Stored records
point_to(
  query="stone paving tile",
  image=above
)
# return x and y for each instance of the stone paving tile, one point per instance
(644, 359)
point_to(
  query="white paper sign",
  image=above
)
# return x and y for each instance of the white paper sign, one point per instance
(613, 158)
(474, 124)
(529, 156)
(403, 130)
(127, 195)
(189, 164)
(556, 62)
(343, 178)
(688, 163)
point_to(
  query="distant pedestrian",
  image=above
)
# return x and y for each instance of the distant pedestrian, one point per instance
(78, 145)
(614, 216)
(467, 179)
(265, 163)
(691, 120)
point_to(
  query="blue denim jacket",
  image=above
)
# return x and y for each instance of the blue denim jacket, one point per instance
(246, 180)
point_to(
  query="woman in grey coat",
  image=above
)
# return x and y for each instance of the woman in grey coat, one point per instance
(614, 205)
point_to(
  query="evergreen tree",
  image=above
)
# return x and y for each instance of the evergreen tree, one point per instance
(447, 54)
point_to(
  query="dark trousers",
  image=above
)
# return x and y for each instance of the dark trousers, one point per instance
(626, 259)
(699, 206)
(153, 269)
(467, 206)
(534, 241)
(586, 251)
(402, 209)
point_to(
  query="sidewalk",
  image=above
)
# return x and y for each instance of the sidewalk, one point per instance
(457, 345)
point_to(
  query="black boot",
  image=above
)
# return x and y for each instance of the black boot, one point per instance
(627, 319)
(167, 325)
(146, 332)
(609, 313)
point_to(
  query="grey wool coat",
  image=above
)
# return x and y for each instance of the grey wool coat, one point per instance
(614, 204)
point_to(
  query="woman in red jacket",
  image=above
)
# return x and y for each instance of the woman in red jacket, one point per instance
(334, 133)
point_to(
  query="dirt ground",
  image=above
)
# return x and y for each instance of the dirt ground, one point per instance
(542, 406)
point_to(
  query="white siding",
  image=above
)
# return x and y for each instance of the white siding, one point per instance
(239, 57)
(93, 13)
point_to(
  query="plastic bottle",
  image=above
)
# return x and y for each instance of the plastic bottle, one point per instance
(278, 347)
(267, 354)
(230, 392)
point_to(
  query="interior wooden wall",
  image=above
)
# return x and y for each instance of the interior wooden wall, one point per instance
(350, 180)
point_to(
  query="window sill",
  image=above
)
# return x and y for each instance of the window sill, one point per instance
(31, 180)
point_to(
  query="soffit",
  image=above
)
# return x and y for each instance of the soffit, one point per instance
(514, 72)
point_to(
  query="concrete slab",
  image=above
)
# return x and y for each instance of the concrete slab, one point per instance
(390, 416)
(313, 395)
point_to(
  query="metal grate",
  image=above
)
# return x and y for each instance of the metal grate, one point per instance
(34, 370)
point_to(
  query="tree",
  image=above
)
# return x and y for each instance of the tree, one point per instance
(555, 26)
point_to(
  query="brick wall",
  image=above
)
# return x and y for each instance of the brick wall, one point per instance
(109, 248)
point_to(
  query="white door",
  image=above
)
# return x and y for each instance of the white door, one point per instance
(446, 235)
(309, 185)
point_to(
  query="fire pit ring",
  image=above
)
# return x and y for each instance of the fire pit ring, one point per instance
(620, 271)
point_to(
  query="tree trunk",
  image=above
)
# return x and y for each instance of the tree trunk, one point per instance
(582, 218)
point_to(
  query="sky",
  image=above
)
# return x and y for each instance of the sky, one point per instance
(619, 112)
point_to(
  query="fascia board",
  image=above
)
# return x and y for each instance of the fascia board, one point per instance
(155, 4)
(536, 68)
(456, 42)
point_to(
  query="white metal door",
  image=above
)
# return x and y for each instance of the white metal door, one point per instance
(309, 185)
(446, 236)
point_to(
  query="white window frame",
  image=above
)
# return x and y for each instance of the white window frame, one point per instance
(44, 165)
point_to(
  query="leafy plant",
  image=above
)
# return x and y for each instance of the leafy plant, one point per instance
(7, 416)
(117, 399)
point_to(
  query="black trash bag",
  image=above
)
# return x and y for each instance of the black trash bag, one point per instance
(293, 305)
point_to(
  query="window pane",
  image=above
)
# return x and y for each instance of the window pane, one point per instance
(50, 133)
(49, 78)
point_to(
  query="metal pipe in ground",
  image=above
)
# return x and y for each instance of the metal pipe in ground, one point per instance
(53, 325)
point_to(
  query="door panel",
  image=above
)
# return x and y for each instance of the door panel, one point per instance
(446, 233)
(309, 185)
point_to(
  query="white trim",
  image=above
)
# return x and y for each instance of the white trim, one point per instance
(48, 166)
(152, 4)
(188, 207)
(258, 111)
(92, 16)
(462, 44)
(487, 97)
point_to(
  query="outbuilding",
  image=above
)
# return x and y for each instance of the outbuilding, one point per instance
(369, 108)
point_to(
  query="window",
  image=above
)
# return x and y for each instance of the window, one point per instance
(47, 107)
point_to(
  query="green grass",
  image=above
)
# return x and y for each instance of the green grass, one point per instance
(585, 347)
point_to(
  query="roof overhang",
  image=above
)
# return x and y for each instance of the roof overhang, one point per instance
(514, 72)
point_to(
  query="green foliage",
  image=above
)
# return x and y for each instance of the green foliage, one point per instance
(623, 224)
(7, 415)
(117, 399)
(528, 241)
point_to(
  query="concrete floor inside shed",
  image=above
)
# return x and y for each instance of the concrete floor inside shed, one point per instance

§ WORK INSTRUCTION
Given the word "inside", show every line of the records that contains it.

§ TASK ANSWER
  query="concrete floor inside shed",
# return x and y for each instance of the concrete floor inside shed, one point per instance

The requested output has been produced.